Fabrication du livre « pourquoi terragraphe ? »
Dimanche 31 octobre 2021
Je travaille, depuis plusieurs semaines, la mise en forme d’un livre réunissant ce journal terreau ainsi que quelques documents annexes. J’attends de recevoir, par la poste, un quatrième essai de mise en page. Pour le premier essai, j’ai choisi un imprimeur d’un département proche. Constatant qu’il était la filiale d’une entreprise située aux Pays-Bas, j’ai opté pour l’éditeur en ligne Colibri. Sa plateforme est assez pratique. Elle a l’avantage de proposer un format A5 simple à concevoir avec un logiciel Word. Pour le second essai (colibri, donc) j’ai trouvé que la mise en forme était trop lâche. J’ai supprimé, pour le troisième essai, les espaces entre les paragraphes et réduit la taille de la police Garamont d’un demi-point. À 11,5, le texte reste largement lisible. Pour la quatrième maquette, j’ai modifié l’image de la couverture et augmenté le nombre de documents annexes. Je devrais la recevoir cette semaine. Je sais déjà que j’en fabriquerai une cinquième, car il manque cette conclusion que je suis en train d’écrire. J’hésite, aussi, entre le retrait de certaines annexes et la tentation d’adjoindre tous les documents déposés sur le site terragraphe. La première option, beaucoup moins onéreuse a, ces jours-ci, ma préférence.

◆ ◆ ◆ ◆ ◆

_Exercice écrit 1_: Relevez, dans le passage sur la fabrication du livre, toutes les modifications apportées à la maquette pour le troisième et le quatrième essai.
_Exercice écrit 2_: Poursuivez, s'il vous plaît, le passage sur la fabrication du livre à la suite de sa dernière phrase.
Vous n'aurez pas besoin des enregistrements.

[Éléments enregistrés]
◆ ◆ ◆ ◆ ◆

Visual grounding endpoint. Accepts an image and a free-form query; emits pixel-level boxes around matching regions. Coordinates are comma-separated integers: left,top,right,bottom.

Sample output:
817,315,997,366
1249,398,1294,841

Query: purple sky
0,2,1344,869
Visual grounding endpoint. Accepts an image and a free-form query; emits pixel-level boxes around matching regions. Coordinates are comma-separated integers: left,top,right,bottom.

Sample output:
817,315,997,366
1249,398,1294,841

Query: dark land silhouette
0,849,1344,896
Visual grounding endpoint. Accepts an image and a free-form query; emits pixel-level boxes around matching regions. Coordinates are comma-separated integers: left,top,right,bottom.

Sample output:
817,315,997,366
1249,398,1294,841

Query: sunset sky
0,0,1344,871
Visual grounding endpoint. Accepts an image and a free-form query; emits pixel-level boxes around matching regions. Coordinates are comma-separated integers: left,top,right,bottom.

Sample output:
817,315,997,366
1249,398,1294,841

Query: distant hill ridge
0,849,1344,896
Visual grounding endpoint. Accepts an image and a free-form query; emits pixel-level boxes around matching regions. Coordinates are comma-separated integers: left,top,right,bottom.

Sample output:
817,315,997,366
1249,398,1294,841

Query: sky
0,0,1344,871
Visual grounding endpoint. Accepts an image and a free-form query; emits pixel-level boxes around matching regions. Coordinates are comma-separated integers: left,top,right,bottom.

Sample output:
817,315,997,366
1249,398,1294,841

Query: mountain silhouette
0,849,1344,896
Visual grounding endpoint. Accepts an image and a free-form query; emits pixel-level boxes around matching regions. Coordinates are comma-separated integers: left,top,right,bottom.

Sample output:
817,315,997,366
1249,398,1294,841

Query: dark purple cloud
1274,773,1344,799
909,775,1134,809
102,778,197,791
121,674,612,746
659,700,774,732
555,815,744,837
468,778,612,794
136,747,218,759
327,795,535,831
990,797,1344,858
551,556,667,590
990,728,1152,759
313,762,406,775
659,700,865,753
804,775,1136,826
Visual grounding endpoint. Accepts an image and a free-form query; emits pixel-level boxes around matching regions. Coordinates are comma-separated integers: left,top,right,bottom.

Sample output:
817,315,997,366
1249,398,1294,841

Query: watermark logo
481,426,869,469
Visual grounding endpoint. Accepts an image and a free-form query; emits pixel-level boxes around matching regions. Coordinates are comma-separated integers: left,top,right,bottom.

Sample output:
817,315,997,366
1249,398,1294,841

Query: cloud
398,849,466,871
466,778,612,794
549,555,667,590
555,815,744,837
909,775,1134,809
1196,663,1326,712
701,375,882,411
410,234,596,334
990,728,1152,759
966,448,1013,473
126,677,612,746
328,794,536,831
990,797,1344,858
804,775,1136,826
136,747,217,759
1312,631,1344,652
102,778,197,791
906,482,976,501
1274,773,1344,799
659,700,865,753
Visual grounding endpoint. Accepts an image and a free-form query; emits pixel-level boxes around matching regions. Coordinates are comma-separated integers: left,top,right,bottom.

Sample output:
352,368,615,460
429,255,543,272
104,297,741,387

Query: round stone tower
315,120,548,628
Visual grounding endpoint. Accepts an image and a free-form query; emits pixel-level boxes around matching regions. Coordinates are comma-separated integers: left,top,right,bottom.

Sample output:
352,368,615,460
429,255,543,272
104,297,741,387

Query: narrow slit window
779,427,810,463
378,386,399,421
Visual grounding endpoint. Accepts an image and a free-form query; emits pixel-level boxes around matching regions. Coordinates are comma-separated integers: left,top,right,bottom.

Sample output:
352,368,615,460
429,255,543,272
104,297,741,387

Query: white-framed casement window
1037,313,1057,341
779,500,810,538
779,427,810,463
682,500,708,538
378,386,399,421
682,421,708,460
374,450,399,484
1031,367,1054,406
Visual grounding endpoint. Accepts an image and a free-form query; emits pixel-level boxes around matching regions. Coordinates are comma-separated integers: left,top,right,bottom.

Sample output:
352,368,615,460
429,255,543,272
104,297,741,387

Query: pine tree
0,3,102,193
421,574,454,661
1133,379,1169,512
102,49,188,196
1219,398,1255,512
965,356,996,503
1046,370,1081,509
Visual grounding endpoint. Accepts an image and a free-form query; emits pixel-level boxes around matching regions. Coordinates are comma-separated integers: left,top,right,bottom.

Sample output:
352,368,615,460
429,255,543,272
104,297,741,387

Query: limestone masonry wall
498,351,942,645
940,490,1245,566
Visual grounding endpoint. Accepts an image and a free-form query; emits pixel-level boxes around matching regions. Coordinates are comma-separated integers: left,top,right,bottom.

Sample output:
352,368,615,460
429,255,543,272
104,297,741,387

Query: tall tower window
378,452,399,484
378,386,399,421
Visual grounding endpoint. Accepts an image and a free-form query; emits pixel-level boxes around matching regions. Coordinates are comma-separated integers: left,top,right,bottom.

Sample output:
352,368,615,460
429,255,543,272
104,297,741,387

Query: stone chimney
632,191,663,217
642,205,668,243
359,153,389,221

◆ ◆ ◆ ◆ ◆

_Réponse attendue 1_:
- suppression des espaces entre les paragraphes
- réduction d'un demi-point de la taille de la police Garamont
- modification de l'image de la couverture
- augmentation du nombre de documents annexes

_Réponse attendue 2_:
Grâce à la réception de ces premières maquettes, j’ai pu tenir en main ce journal terreau qui n’était accessible qu’à travers mon écran d’ordinateur. J’ai aimé pouvoir feuilleter et sentir les pages de ce livre. Je l’ai parcouru de-ci de-là. De ces premières pages et de quelques autres, je n’ai pas compris grand-chose. Le journal semble avoir des trous. J’ai dû supposer, en l’écrivant, que ce que je taisais allait de soi. Autre supposition, j’ai craint de « lasser » le lecteur que je deviendrai un jour. Peut-être, ai-je, aussi, voulu être congruent : peu bavard, je n’ai, dans ces endroits, probablement pas cherché à écrire beaucoup plus que ce que je parvenais à raconter à mon entourage à propos de ce projet terragraphe.
Je me suis attardé sur quelques autres pages avec un intérêt plus positif. J’avais, notamment, oublié celles écrites sur un livre d’Augustin Berque. L’attrait de leur lecture me donne envie de les prolonger. Des traits d’humour ou de poésie m’ont diverti, mais j’ai surtout apprécié leur visible effacement au fil des pages. Ainsi, un sentiment agréable domine. Je viens de sentir l’étrange magie de la lecture de tout journal de bord : si certains passages m’ont déplu, l’ensemble m’a enthousiasmé.
Pourquoi terragraphe ? Ce journal a pour fil rouge et pour titre ce questionnement. La marque « Terragraphe » y est questionnée à la fois comme une idée de recherche et comme une activité d’édition. Un temps, j’ai pensé lui attribuer le sous-titre de journal d’une recherche-action. Je préfère, à présent, celui de topo-journal-superficiel. L’expression heurte certainement l’oreille. La brièveté de l’écriture du topo contredit la continuité de celle du journal. Et lorsque l’on découvre le mot superficiel, on se demande s’il n’est pas en trop. Un topo n’est-il pas, par nature, superficiel ? Un journal n’est-il pas tout sauf superficiel ? Quelque chose ne va pas dans ce sous-titre qui mêle contradiction, tautologie et non-sens.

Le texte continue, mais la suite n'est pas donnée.